## BEGIN Excerpt provided

OSNDRC By-Laws-Updated 12/23/08
BY-LAWS
ARTICLE I - Dues
2008 Sanctioned Shows
2009 Sanctioned Shows
Section 1.     Membership dues shall be recommended by the Board of Directors for approval by the
members at the annual meeting.  Such dues shall include all memberships listed in Article IV, Section 2, of
the Constitution.

Section 2.     A member shall be notified thirty (30) days prior to his/her expiration of membership

Section 3.     Any office held by a member whose dues have expired for a period of thirty (30) days or
more, shall vacate the office.

ARTICLE II - Duties of Officers
Section 1.     The President shall preside at all meetings of the Club, act as Chairman of the Board of
Directors, appoint all regular and special committees, and preform such other duties as pretains to the
office.  The President shall be an ex-offico member of all committees.

Section 2.     The Vice-President shall preform all duties of the President in his absence.  In the event of the
vacating of the office of President, the Vice-President shall automatically succeed him in office.

Section 3.  The Secretary-Treasurer shall maintain accurate minutes and other record of all meetings of the
Club, and cause all correspondence to the office to be acted upon promptly.  Shall collect all dues and
funds, shall maintain a bank account in the name of the Club, maintain a complete set of books and
records, advise the President on finacial matters, furnish an annual report to the Board of Directors
showing the Club's general finacial condition and preform such other duties as assigned by the President.

## END Excerpt provided

# Aim
Pick up the club by-laws above where they stop and continue writing them.

## BEGIN Record extracts

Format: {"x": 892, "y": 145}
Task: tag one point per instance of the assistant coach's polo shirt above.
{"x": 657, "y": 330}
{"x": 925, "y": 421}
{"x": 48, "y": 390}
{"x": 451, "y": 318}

## END Record extracts

# Output
Shall pay all bills not exceeding a maximum set by the Board of Directors, for which a written receipt is to
be furnished.  Shall pay all bills exceeding this amount with signature and approval of the President, for
which a written receipt is to be furnished, and shall preform all duties and other responsibilities as outlined
in the Constitution and By-Laws.

Section 4.     The Board of Directors shall have the power to act for the Club on all matters which might
arise between meetings and discharge other duties as may be assigned to them by the Constitution and
By-Laws.  A decision by all Board of Directors can only be changed by two-thirds (2/3) majority vote of all
members present at a special meeting.  The Board of Directors shall approve Presidental specifically
covered by this Constitution and By-Laws.

ARTICLE III - Compensation
Section 1.     No compensation shall be paid in any form to any Officer or Director of this Club.

Section 2.     No travel expense shall be paid in any form to any Officer or Director of this Club.

ARTICLE IV - Standings Committee
Section 1.   Election Committee - shall consist of a Chairperson and two (2) members in good sanding.  
Their duties shall be to receive and certify election ballots, as well as ballots cast on Constitutional
amendments and shall same to Secretary.  No person whose name appears on the ballot may be a
member of this Committee.

Section 2.     Auditing Committee - shall consist of a Chairperson and one (1) member not related to or
living in the Treasurer's household.  Their duties shall be to audit the books of the Treasurer and report
their findings at the annual meeting.

Section 3.  Show Committee - shall consist of a Superintendent, Show Secretary and Treasurer, plus other
supporting personnel that may be required to carry out its duties.  They shall be responsible for printing and
distributing the Show Catalog, for hiring the show judges as recommended by the membership, recording
of show results, the procurement of awards and trophies and the completion of a detailed financial show
report within three (3) weeks following the show date.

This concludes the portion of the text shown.